> ACTIVITY:
Nothing in the records may change. Output them all exactly.

Records from a dataset:
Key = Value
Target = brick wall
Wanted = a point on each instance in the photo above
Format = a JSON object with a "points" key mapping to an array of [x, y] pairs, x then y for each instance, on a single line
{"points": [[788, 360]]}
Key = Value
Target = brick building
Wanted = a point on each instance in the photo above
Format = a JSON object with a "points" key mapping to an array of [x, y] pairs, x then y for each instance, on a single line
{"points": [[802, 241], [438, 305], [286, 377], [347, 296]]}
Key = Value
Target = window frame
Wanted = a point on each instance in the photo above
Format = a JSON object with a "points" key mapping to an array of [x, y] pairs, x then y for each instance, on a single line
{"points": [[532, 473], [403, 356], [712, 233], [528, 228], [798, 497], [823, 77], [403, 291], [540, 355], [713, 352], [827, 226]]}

> RESULT:
Key = Value
Target = brick wall
Wanted = a point on each instance in the photo above
Format = a JSON object with a "points" key mapping to an array of [x, y] pairs, x then y for each instance, on a single line
{"points": [[788, 360]]}
Key = Value
Target = brick building
Wanted = a point on each instance in the photo above
Format = a JSON object with a "points" key mapping to an array of [x, y] pairs, x then y for each instance, on a single line
{"points": [[802, 241], [438, 305], [286, 377], [347, 296]]}
Key = Value
Target = window frame
Wanted = a point on each instance in the photo above
Format = a JSON object with a "points" key mapping to an array of [x, y] pairs, x then y for each instance, on a single line
{"points": [[532, 473], [403, 356], [712, 233], [528, 228], [798, 497], [823, 77], [403, 291], [540, 355], [713, 352], [827, 226]]}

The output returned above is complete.